> WHAT YOU WILL DO: Please write out only the lines from the line with "x=779, y=579" to the line with "x=628, y=131", inclusive, exactly as they stand below, without the pictures.

(Dataset entries)

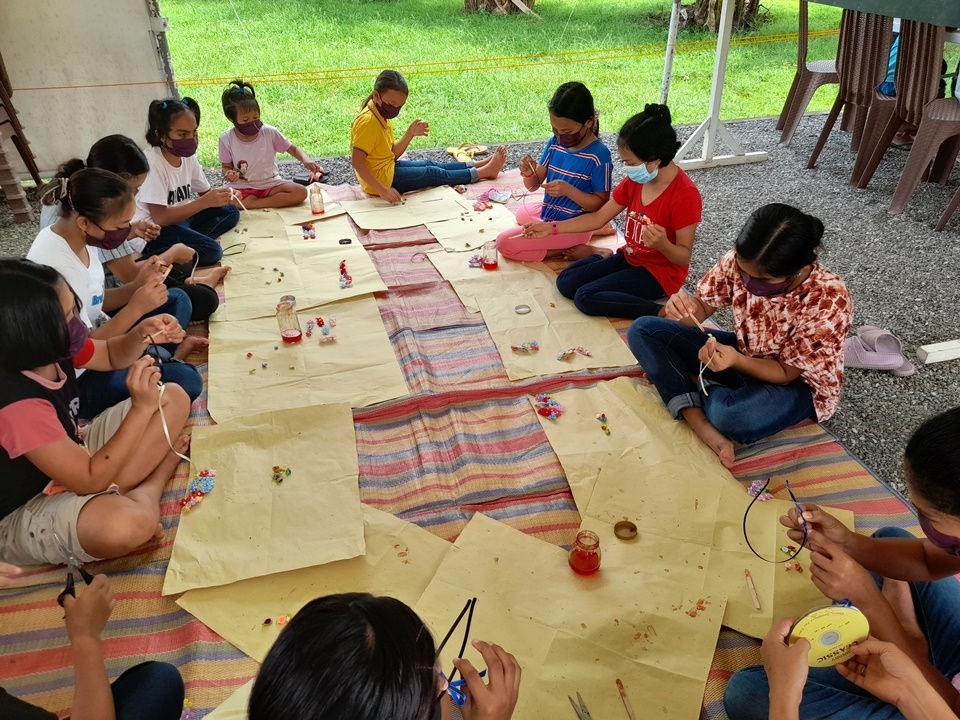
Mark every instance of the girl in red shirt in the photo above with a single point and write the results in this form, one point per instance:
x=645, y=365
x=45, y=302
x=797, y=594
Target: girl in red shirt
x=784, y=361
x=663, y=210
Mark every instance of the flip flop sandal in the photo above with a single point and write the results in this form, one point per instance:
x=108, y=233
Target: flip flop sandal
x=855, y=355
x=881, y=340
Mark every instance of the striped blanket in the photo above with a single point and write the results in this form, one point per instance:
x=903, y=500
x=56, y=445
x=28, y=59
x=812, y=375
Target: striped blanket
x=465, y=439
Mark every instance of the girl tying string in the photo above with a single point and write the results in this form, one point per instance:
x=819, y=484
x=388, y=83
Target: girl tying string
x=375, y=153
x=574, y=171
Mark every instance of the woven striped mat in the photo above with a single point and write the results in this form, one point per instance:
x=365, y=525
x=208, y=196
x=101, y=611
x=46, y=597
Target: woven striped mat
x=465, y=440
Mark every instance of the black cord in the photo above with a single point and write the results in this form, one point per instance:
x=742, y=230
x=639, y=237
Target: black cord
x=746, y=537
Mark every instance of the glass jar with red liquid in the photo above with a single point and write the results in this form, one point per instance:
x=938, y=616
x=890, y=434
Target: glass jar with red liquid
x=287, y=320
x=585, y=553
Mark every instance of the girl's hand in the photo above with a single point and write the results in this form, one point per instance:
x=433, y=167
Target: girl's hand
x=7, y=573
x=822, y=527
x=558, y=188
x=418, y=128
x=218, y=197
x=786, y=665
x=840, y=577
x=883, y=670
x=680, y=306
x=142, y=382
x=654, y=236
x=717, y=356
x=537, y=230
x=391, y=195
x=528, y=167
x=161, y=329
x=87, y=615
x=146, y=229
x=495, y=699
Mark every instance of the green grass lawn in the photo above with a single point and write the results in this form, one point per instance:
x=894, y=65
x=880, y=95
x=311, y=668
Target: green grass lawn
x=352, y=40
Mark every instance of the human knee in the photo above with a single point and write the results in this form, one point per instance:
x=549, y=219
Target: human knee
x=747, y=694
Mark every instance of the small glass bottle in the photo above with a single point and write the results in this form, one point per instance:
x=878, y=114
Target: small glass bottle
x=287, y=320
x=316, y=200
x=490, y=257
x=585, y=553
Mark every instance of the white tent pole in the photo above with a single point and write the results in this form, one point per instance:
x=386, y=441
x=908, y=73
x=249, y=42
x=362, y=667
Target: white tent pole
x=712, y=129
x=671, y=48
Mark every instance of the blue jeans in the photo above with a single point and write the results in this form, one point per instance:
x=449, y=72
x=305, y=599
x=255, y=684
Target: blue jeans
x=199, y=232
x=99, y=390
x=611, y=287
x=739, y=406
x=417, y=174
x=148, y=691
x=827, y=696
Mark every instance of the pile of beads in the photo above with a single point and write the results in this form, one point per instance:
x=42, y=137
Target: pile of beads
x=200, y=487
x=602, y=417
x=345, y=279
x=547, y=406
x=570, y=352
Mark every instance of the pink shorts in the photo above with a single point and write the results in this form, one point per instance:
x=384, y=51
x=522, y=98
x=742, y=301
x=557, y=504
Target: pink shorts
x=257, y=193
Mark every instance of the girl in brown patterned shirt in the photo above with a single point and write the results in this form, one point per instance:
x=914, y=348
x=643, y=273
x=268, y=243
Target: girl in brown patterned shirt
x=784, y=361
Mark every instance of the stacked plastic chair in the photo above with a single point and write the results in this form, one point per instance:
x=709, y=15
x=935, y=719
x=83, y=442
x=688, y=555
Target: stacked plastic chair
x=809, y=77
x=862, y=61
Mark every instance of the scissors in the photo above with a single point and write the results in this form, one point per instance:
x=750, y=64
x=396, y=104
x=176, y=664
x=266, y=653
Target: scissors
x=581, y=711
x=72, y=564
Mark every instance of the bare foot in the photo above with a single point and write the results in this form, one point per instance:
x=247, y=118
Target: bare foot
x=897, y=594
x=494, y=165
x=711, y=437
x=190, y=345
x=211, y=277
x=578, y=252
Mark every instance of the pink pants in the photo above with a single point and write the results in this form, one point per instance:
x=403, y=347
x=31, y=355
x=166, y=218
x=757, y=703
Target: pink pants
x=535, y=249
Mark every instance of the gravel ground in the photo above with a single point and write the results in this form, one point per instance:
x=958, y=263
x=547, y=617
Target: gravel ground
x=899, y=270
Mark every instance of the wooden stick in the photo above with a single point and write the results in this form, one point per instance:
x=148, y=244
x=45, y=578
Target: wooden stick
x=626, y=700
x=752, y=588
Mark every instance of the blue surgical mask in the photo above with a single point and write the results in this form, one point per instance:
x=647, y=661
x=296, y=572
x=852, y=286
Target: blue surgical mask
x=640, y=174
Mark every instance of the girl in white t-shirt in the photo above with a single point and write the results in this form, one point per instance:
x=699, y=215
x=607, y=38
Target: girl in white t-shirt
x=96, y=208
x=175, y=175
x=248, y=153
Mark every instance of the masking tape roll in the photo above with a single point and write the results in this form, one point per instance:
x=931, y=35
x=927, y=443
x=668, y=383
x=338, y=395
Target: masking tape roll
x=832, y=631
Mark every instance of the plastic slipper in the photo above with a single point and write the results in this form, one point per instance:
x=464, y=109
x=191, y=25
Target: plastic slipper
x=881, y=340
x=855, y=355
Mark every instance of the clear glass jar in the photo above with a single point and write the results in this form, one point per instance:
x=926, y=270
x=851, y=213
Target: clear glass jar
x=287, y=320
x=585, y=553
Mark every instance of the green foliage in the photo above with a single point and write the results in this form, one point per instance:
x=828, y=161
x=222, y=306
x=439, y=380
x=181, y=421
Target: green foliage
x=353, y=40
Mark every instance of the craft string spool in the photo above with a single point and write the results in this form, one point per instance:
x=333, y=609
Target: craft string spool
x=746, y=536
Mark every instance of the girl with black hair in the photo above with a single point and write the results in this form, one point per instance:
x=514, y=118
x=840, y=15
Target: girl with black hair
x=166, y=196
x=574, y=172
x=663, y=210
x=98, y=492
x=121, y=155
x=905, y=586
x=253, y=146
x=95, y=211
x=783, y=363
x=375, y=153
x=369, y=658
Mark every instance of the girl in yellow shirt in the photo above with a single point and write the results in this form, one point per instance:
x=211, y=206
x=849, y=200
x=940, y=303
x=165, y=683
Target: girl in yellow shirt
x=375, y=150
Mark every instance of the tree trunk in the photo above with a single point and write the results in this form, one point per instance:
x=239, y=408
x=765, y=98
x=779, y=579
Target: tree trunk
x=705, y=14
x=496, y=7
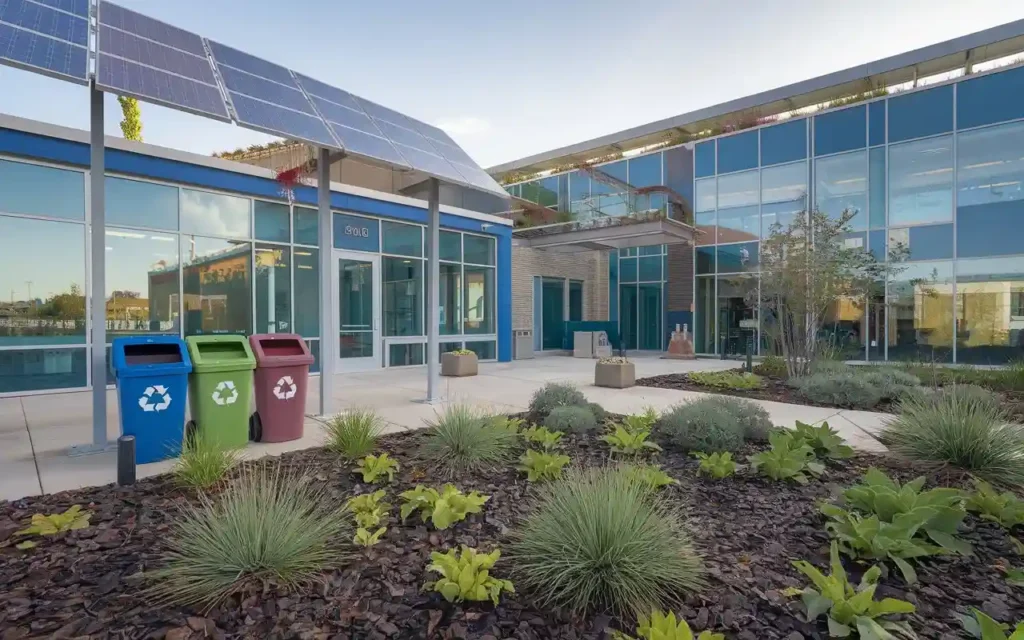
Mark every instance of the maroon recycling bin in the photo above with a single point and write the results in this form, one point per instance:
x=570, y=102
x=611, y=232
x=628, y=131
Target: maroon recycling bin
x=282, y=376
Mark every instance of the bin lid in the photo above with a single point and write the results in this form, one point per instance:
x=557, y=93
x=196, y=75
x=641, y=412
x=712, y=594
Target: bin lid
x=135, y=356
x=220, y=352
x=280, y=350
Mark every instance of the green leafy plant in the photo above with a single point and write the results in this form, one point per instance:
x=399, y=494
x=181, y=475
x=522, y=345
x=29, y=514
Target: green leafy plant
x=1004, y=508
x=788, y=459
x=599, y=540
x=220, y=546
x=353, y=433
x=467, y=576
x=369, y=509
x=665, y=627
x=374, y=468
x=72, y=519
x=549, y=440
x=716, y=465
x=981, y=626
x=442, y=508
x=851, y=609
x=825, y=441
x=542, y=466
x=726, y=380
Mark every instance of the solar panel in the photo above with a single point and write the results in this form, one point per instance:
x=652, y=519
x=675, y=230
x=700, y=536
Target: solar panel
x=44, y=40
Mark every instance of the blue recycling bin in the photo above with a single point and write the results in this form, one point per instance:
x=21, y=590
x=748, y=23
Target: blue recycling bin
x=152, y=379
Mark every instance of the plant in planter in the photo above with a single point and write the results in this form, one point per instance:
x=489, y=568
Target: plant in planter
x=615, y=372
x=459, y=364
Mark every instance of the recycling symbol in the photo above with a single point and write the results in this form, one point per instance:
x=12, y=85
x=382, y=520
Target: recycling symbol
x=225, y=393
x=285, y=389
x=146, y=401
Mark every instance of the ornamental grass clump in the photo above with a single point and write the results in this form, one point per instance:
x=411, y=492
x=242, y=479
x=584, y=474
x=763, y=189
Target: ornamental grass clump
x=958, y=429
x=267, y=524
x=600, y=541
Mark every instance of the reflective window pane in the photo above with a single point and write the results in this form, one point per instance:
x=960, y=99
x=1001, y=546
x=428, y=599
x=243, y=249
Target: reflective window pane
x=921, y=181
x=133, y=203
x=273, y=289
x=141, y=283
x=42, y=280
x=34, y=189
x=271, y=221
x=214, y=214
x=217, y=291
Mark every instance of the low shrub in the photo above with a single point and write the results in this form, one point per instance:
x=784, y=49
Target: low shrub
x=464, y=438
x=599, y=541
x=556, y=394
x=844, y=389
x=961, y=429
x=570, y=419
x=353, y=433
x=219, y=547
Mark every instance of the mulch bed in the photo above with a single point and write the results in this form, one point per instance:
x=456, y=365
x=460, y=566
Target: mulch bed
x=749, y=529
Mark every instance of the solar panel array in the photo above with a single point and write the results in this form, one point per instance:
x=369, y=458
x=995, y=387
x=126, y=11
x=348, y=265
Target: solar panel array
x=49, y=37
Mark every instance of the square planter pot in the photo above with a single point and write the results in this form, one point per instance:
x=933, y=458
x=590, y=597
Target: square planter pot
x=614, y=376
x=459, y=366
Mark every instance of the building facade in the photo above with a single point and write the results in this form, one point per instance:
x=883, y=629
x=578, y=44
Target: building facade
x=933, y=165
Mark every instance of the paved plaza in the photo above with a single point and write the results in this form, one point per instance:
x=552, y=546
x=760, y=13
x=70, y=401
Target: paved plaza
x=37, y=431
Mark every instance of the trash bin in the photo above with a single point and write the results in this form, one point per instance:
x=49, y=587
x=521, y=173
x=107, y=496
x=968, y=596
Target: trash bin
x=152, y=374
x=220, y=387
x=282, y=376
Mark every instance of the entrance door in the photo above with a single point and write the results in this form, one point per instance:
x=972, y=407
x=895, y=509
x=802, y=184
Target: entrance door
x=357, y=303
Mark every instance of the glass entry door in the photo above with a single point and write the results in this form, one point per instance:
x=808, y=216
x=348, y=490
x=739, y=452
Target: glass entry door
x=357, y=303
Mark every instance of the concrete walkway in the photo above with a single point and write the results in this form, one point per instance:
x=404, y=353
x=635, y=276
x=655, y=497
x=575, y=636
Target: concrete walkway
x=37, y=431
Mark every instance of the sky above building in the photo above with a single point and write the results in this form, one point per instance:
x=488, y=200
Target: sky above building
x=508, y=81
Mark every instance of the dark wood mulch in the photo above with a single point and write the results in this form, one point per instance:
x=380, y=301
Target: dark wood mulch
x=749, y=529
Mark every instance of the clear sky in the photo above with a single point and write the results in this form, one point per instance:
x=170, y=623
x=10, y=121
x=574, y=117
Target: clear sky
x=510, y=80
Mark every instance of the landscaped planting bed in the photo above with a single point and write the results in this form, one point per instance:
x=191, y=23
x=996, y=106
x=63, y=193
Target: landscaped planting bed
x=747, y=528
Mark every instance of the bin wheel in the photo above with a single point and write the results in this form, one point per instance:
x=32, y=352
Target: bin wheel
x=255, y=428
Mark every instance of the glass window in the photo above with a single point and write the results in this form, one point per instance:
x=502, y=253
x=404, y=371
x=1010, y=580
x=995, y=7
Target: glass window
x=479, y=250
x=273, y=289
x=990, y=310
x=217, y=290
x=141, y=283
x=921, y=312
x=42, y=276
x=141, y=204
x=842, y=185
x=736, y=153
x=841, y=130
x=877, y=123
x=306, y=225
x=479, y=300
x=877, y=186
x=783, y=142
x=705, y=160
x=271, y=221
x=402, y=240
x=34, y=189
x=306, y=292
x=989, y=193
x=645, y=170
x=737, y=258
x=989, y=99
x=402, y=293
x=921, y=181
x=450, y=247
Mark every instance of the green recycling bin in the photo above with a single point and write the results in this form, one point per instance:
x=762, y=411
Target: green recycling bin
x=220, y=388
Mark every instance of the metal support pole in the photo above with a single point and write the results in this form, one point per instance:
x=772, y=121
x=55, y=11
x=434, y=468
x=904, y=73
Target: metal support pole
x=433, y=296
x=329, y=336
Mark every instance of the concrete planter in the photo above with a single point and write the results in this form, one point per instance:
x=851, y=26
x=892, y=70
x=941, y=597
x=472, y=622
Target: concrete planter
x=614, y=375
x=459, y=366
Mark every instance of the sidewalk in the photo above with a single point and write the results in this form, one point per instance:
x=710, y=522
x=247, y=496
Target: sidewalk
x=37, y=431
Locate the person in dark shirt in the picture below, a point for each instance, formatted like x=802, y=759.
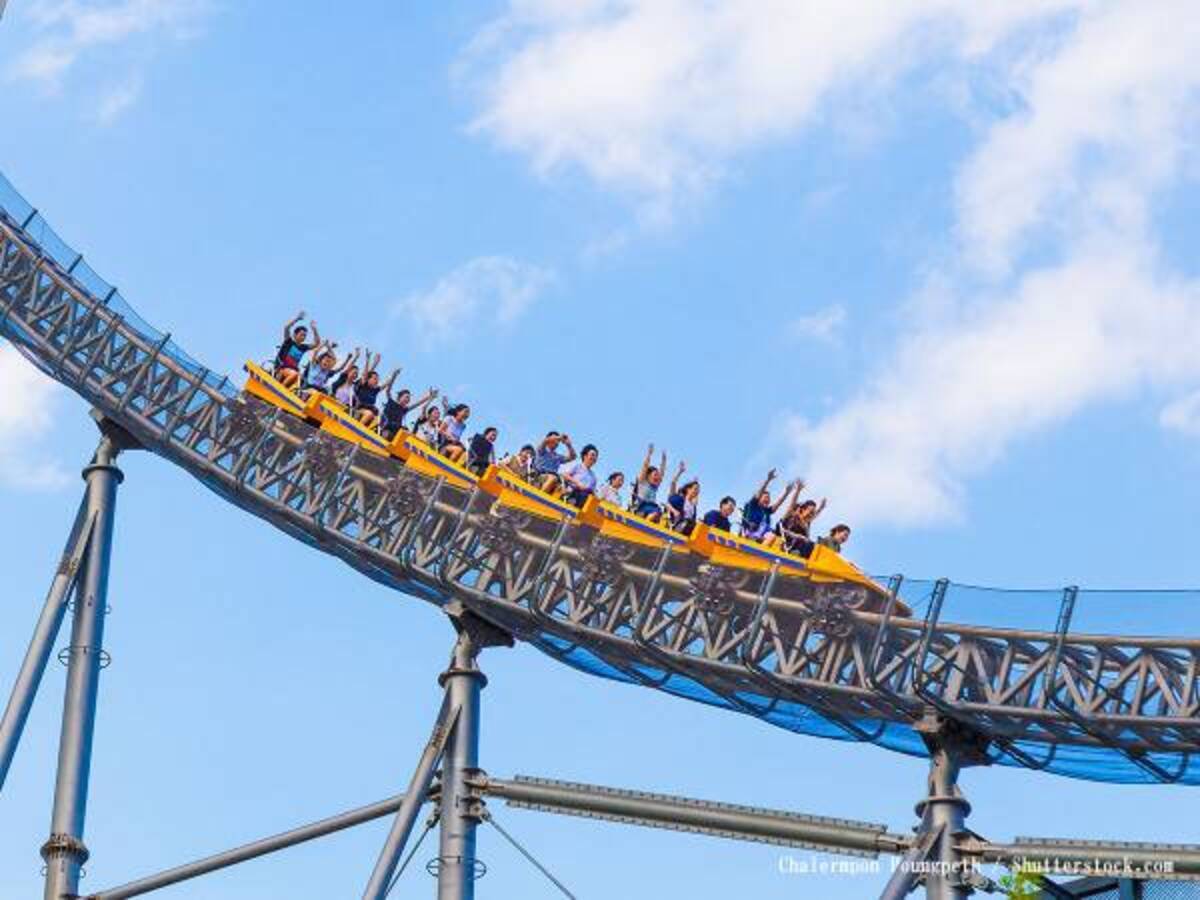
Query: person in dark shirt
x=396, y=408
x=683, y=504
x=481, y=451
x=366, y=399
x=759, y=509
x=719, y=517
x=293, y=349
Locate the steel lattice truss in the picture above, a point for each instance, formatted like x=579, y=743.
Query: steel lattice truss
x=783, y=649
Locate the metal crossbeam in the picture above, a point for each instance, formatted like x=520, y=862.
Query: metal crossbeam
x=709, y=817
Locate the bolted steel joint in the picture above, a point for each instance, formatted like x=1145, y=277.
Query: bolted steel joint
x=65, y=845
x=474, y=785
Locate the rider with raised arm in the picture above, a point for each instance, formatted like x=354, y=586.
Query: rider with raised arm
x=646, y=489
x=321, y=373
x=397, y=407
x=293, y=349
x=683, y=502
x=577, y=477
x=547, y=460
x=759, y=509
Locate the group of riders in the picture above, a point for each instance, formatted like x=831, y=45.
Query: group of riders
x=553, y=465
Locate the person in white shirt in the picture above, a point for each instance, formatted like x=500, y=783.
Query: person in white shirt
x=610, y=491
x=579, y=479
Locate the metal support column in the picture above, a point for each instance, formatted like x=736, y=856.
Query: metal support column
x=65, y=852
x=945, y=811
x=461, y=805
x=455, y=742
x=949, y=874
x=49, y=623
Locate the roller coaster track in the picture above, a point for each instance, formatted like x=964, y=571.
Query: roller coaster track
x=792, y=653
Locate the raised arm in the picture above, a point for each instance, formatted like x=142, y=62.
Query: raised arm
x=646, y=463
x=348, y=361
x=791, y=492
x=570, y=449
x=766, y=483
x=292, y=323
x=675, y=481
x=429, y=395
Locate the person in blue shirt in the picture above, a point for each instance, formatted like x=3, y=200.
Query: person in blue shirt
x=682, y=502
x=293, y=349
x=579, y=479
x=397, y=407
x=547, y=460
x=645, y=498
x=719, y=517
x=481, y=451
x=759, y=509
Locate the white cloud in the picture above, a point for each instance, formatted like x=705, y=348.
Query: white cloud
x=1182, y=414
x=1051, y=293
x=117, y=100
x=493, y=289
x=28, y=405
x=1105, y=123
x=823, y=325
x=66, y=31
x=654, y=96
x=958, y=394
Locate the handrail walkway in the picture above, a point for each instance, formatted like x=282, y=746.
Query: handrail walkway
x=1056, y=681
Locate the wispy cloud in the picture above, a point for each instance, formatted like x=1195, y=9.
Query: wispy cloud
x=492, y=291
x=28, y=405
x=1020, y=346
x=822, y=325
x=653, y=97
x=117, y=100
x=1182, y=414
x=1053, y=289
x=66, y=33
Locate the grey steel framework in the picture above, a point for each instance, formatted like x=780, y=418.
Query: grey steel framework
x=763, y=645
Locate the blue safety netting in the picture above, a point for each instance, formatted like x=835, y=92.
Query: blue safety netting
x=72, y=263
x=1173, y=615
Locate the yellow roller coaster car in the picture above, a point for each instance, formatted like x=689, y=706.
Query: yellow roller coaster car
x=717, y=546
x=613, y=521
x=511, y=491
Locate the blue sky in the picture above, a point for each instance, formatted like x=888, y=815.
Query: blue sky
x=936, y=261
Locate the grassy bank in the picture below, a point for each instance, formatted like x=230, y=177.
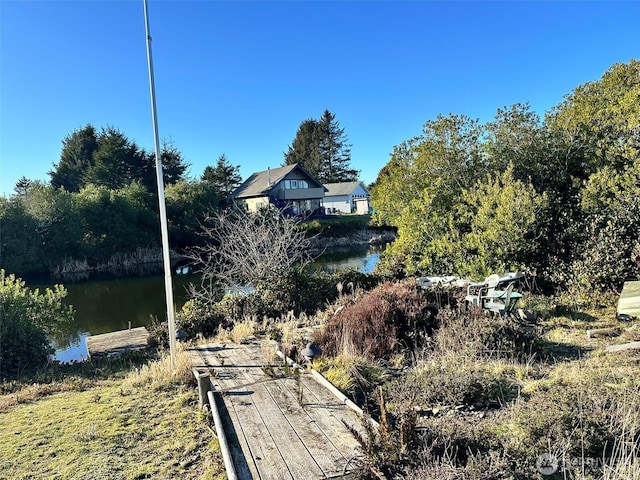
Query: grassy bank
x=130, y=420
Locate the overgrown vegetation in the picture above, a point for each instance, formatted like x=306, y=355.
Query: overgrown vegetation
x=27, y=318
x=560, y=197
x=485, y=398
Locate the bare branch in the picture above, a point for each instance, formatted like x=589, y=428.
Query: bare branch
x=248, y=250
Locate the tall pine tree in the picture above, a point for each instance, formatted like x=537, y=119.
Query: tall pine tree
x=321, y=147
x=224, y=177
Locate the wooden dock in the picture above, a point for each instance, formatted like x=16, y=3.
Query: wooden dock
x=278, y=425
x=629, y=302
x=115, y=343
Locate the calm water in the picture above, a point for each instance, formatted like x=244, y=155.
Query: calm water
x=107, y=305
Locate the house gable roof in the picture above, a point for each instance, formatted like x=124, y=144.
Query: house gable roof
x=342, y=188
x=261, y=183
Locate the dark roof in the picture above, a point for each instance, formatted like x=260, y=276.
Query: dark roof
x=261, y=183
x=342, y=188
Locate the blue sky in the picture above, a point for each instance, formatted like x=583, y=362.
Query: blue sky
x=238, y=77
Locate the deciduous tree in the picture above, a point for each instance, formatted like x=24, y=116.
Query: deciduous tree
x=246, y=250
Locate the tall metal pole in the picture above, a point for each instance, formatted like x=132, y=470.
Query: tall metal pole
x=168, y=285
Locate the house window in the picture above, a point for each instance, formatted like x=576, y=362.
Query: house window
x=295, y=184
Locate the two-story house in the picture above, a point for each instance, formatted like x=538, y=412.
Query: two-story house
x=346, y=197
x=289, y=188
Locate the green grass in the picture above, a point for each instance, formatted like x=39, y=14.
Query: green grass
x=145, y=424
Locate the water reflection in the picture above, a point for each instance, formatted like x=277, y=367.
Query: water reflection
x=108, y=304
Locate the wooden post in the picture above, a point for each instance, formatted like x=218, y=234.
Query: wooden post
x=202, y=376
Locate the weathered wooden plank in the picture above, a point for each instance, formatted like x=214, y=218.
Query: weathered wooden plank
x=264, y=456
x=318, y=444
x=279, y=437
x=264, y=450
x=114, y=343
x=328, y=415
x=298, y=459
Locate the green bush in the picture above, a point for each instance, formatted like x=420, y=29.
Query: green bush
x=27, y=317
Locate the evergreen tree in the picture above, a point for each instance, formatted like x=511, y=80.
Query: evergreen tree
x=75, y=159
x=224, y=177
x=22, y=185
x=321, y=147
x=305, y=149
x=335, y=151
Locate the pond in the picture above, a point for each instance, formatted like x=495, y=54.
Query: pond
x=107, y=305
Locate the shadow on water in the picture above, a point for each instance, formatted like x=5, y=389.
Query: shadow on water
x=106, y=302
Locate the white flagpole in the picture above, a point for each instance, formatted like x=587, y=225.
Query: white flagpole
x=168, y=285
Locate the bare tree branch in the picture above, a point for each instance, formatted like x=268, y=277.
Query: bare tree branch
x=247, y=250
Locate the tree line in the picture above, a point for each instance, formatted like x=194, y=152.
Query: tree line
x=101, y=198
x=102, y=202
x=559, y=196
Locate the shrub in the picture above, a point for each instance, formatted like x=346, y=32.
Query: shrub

> TASK SOLUTION:
x=779, y=579
Target: tree trunk
x=705, y=14
x=496, y=7
Mark every instance of the maroon recycling bin in the photo above with a single point and write the results in this form, one point per instance:
x=570, y=102
x=611, y=232
x=628, y=131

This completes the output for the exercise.